§ THE PROBLEM:
Turn the lines from the one containing "Task: Expected behaviour is that every instance of the cloud" through the last line into a numbered list, skipping any blank lines.

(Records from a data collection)

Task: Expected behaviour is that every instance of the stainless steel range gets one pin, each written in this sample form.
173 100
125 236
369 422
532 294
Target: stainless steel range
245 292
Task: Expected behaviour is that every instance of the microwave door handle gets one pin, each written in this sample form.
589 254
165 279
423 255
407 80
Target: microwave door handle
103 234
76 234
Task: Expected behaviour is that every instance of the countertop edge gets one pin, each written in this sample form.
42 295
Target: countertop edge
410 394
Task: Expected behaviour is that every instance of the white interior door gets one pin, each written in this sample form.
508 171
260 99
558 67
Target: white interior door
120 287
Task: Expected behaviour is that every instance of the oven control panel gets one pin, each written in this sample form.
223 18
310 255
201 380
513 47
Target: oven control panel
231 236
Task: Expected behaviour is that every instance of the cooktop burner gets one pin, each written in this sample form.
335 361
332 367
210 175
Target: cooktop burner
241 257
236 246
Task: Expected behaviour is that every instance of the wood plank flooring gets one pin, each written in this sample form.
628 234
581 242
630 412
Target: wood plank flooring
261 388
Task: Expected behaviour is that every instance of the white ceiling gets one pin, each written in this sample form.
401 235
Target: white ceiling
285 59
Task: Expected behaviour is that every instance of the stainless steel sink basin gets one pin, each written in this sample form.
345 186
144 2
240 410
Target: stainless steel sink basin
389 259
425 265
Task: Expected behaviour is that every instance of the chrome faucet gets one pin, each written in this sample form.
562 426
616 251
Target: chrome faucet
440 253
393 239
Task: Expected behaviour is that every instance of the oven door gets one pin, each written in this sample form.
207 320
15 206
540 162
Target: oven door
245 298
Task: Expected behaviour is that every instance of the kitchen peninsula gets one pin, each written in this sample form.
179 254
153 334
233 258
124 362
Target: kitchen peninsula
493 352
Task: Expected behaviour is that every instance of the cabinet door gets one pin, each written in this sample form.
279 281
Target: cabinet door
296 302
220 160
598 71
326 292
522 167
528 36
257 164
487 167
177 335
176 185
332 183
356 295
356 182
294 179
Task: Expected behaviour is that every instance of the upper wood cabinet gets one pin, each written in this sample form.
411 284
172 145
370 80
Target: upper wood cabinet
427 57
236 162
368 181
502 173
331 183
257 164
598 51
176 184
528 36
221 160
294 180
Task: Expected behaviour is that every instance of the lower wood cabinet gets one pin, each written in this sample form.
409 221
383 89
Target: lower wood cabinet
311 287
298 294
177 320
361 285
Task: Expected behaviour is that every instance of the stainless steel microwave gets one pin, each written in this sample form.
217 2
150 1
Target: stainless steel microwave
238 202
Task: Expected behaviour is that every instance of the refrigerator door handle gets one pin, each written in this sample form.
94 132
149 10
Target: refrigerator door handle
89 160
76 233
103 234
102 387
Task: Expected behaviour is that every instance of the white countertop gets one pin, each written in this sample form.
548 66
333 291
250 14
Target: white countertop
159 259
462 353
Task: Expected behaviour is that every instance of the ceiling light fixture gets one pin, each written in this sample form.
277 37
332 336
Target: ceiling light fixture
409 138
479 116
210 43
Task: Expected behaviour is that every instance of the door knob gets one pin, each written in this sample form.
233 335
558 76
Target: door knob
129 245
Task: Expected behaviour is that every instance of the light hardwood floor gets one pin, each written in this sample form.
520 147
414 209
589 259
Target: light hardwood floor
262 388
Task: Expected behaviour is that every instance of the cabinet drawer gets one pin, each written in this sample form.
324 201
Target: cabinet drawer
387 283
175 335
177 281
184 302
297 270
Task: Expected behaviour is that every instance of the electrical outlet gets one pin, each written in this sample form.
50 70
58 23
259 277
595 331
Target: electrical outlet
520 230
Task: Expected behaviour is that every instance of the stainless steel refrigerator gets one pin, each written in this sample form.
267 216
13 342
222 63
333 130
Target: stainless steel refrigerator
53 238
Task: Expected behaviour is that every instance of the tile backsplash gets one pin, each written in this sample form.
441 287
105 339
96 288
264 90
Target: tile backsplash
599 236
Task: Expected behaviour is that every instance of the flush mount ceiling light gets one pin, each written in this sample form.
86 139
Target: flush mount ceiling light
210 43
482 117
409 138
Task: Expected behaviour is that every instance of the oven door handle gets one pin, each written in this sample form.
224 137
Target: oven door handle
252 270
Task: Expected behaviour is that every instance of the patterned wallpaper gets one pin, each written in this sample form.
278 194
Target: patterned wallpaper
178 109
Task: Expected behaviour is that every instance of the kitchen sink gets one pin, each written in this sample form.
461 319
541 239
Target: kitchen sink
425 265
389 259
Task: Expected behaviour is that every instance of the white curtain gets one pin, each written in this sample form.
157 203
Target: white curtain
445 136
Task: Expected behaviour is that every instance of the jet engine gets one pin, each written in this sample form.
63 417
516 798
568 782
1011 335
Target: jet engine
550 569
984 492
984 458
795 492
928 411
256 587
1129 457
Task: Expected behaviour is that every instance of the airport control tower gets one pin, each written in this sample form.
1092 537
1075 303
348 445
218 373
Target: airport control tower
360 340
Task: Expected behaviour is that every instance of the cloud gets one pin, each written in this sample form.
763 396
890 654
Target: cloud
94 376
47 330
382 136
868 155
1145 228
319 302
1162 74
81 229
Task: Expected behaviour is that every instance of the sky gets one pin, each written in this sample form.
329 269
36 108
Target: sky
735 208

§ REPLY:
1. Task: Expected behaviour is that every instance of the cloud gets one pin, each written in this sample form.
2. 763 396
3. 890 654
4. Target: cloud
5. 94 376
6. 47 330
7. 382 136
8. 868 155
9. 1145 228
10. 319 302
11. 1162 74
12. 81 229
13. Task: Expected behaviour is that every instance of the sky gets one pin, each written in this sample form.
14. 329 269
15. 36 108
16. Target: sky
17. 735 208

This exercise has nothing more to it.